* _EXERCISE PROMPT_:
How many lines in the records below contain the string "bush", counting only matches with the same case? Reply with the number alone.

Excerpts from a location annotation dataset
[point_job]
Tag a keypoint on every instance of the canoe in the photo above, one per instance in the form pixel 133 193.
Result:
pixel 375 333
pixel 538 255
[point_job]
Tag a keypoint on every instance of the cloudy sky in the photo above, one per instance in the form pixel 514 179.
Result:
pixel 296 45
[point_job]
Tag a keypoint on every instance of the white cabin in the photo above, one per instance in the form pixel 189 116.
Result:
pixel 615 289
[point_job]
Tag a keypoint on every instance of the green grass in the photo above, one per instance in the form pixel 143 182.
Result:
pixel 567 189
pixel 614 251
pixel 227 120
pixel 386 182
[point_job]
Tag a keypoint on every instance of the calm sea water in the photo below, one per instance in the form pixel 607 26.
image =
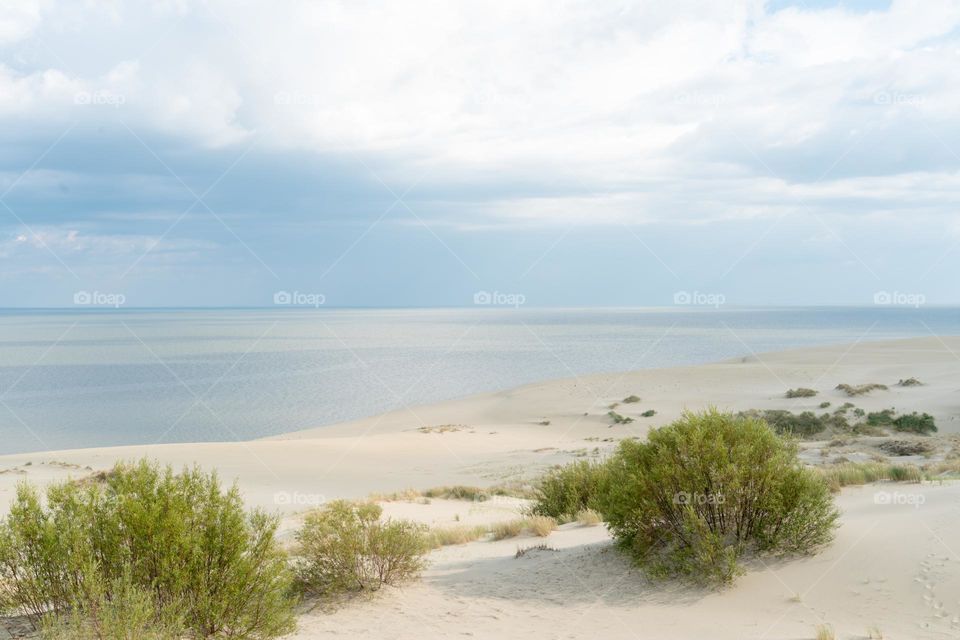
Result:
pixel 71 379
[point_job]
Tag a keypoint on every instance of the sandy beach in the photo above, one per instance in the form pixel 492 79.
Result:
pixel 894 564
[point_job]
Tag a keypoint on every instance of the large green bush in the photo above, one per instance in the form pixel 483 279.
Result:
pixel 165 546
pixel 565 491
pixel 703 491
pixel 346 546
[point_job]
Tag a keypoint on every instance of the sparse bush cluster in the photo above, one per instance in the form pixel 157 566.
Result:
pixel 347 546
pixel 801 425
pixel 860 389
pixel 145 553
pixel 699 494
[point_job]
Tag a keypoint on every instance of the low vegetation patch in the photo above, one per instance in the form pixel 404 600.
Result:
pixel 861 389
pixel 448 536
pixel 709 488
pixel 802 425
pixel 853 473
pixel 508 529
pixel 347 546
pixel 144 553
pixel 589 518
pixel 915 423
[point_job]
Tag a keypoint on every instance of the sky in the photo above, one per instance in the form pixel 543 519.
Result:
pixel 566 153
--
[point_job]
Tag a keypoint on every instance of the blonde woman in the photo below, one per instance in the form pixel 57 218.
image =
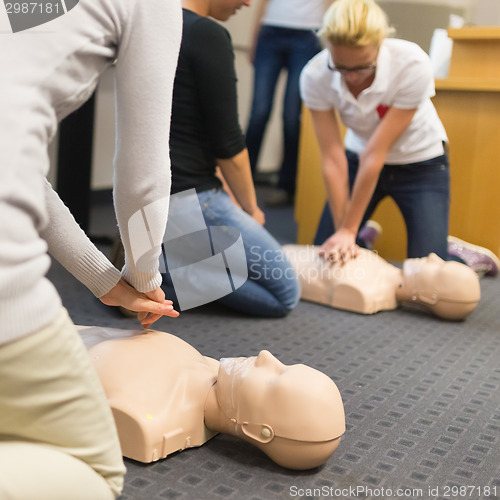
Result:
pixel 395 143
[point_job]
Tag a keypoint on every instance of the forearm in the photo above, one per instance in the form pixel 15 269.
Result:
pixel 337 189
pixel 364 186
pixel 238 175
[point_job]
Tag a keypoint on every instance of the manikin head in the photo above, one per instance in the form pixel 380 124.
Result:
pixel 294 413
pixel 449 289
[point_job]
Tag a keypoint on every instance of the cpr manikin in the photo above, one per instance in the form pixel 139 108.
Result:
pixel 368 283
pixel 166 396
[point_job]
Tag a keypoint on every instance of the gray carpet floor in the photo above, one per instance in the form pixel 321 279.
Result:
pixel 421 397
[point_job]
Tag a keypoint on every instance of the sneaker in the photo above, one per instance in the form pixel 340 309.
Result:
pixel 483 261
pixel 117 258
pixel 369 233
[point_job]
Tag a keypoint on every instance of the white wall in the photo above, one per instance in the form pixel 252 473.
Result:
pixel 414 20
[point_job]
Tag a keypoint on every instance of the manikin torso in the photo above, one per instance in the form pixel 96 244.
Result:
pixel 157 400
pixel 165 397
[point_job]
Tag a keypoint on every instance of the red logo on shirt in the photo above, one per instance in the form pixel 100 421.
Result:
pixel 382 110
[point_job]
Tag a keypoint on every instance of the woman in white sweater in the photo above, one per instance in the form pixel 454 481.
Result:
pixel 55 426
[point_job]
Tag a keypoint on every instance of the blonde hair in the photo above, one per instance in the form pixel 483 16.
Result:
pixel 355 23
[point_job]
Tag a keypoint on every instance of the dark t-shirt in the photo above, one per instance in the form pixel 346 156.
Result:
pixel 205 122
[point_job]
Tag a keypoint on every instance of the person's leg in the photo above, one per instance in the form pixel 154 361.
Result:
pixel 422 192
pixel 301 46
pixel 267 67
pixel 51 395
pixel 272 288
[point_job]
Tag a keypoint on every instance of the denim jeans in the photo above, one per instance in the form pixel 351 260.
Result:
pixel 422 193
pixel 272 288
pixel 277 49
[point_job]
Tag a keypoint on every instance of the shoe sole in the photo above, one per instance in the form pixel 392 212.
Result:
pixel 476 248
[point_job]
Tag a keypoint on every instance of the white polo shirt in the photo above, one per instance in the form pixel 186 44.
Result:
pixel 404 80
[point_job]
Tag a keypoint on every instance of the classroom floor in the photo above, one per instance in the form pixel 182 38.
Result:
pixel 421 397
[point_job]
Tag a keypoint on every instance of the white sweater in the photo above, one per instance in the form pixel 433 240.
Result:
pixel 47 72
---
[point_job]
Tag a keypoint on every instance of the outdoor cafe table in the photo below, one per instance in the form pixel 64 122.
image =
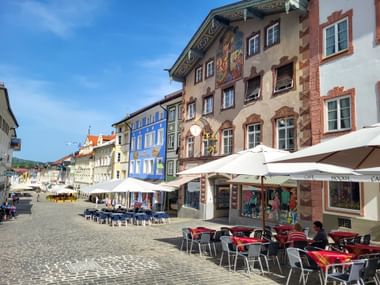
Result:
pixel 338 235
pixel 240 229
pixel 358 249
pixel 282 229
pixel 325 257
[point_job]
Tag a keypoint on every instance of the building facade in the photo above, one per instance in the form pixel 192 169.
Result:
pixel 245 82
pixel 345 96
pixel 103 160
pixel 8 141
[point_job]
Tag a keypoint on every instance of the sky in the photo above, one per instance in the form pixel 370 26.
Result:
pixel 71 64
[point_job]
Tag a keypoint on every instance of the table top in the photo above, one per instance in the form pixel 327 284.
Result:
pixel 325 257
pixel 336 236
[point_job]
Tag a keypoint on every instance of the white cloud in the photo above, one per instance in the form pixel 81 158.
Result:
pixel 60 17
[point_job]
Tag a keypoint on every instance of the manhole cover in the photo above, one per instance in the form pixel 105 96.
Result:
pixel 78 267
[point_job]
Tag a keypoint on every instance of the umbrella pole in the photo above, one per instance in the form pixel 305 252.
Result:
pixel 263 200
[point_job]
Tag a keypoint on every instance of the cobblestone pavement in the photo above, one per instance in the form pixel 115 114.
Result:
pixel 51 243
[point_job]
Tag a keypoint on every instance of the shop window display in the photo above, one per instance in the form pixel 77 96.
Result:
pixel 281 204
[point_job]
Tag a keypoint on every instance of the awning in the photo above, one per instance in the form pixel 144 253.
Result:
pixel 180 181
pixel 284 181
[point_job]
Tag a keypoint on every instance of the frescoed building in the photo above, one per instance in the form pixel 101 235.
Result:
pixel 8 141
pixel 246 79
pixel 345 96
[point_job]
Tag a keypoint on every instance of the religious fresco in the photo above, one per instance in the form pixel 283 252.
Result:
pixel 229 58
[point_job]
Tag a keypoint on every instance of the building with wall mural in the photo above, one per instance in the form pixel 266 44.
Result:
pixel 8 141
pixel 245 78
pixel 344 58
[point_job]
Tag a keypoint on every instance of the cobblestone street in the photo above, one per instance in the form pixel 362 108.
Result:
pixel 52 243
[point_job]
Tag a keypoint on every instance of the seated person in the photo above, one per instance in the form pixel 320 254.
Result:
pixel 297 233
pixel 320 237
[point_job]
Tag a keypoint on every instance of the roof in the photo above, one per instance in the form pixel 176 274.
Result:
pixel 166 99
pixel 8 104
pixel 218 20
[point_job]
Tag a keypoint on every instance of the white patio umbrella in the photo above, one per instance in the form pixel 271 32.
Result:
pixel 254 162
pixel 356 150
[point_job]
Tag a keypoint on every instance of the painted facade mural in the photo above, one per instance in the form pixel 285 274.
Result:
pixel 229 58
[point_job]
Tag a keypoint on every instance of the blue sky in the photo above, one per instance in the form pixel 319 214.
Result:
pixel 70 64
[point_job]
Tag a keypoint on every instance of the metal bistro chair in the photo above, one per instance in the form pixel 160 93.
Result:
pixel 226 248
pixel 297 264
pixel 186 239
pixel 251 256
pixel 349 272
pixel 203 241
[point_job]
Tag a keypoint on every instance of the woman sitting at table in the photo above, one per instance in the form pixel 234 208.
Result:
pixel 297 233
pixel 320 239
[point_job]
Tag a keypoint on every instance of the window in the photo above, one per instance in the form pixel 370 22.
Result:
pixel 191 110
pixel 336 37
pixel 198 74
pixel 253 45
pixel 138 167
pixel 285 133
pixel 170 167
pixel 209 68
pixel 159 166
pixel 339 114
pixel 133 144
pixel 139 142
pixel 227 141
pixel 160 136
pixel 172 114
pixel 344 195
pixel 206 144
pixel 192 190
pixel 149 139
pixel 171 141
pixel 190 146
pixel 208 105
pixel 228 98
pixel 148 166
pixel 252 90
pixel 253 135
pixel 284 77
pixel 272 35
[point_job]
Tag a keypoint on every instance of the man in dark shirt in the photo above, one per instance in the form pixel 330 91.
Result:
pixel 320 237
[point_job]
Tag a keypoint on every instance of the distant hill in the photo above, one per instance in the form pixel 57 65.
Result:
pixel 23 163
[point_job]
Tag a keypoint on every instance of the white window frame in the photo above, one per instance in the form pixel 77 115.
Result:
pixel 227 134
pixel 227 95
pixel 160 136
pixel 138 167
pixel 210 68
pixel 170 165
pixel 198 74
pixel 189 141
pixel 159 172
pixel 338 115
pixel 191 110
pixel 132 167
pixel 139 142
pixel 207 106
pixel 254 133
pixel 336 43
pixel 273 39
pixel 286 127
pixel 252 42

* _IN RESPONSE_:
2